MATERIAL SHOWN →
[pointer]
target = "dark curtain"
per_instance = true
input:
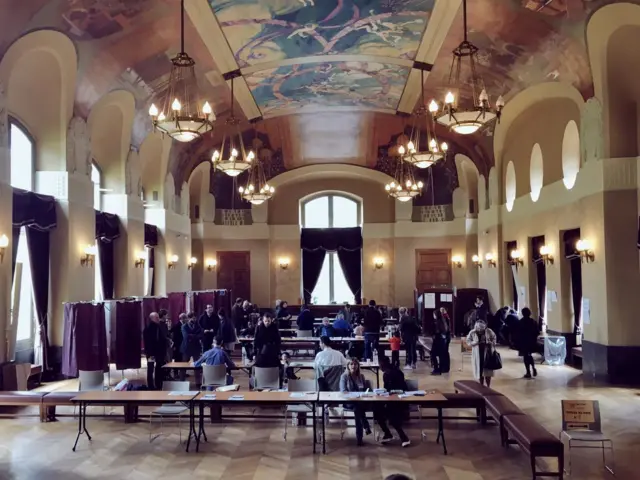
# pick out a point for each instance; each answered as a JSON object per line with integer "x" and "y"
{"x": 38, "y": 244}
{"x": 126, "y": 347}
{"x": 570, "y": 238}
{"x": 351, "y": 263}
{"x": 311, "y": 267}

WHAT THIS TASK INVOLVES →
Reproduce the listing above with "curtain" substituted by "drape" and nothing else changed. Omit the pictures from your output.

SOLUTION FOR THIS EXERCISE →
[pointer]
target = "dark drape"
per_instance = true
input:
# pick out a point for each instance; each answered as a JSON object per line with integer "x" and "y"
{"x": 38, "y": 244}
{"x": 126, "y": 347}
{"x": 570, "y": 238}
{"x": 351, "y": 263}
{"x": 311, "y": 267}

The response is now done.